Transcribe each record below character for character.
Start of Given data
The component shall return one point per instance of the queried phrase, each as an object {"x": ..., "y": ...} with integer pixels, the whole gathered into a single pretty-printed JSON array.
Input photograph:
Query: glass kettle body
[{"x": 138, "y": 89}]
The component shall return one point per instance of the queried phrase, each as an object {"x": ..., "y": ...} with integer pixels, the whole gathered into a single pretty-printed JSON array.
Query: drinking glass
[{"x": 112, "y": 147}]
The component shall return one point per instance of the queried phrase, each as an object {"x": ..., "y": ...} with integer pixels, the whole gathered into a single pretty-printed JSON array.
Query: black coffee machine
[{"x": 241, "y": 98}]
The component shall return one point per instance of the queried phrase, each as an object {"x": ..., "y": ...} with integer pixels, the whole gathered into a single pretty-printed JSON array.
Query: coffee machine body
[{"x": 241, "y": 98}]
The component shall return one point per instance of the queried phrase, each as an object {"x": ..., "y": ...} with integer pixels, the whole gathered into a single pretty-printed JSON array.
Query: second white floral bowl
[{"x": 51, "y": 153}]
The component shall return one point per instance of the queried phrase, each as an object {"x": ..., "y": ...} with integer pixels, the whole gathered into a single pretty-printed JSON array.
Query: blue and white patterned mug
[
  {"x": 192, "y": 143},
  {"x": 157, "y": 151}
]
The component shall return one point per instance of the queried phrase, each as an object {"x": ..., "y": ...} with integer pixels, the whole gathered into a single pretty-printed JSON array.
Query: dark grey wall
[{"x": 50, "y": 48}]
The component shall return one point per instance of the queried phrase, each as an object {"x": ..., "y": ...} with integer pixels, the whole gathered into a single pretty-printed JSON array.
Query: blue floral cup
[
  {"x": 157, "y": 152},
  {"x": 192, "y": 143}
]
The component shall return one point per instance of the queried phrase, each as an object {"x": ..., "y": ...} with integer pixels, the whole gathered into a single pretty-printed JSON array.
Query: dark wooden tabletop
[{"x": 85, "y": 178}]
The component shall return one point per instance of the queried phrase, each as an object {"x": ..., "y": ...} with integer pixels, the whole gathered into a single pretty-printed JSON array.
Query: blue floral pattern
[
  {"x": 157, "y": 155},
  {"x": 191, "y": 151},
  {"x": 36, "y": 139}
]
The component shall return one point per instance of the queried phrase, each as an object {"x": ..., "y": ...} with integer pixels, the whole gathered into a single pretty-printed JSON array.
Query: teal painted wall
End of Given data
__Output of the task__.
The component shall return one point per instance of the queried phrase, each as an object {"x": ..., "y": ...} with integer pixels, the whole gathered into a single pretty-printed JSON array.
Input photograph:
Query: glass kettle body
[{"x": 138, "y": 89}]
The component shall return one point per instance of the queried phrase, each as an object {"x": ..., "y": ...} with integer pixels, the whole gathered into a single pretty-printed JSON array.
Query: drinking glass
[{"x": 112, "y": 147}]
The component shall return one point per instance of the queried phrase, each as an object {"x": ..., "y": ...} with integer pixels, the whole gathered into a single pretty-printed JSON array.
Query: black coffee machine
[{"x": 241, "y": 98}]
The component shall return one point per instance of the queried phrase, each as an object {"x": ..., "y": ...} with integer pixels, the whole gathered into a single pretty-printed JSON array.
Query: coffee machine body
[{"x": 241, "y": 98}]
The component shall return one point per instance of the queried phrase, each as an object {"x": ..., "y": ...} with integer pixels, the whole gathered into a single pretty-printed JSON array.
Query: second white floral bowl
[{"x": 51, "y": 153}]
The component shall return one point per instance of the queried phrase, each as an object {"x": ..., "y": ...} with integer pixels, the whole gathered into a single pretty-printed JSON array.
Query: blue and white patterned mug
[
  {"x": 192, "y": 143},
  {"x": 157, "y": 151}
]
The component shall return one point per instance of the queried phrase, each as an object {"x": ..., "y": ...} with integer pixels, the whole gathered into a single pretty-printed JSON array.
Query: dark grey wall
[{"x": 50, "y": 48}]
The component shall return one point per instance of the queried phrase, each as an object {"x": ..., "y": ...} with integer pixels, the whole gathered into a single pretty-printed JSON array.
Query: blue floral cup
[
  {"x": 157, "y": 152},
  {"x": 192, "y": 143}
]
The component shall return one point per instance of the queried phrase, each as an object {"x": ..., "y": ...} with integer pixels, the whole gathered into a single pretty-printed JSON array.
Query: dark wooden tabletop
[{"x": 85, "y": 178}]
The component shall return one point per instance of the queried phrase, each as an object {"x": ..., "y": ...} with integer pixels, the whole gathered into a single pretty-printed JSON array.
Query: blue floral pattern
[
  {"x": 157, "y": 155},
  {"x": 191, "y": 151},
  {"x": 36, "y": 139}
]
The component shall return one point per instance of the queried phrase, each as an object {"x": ..., "y": ...} with integer pixels, the whole gathered into a single pretty-printed JSON array.
Query: teal painted wall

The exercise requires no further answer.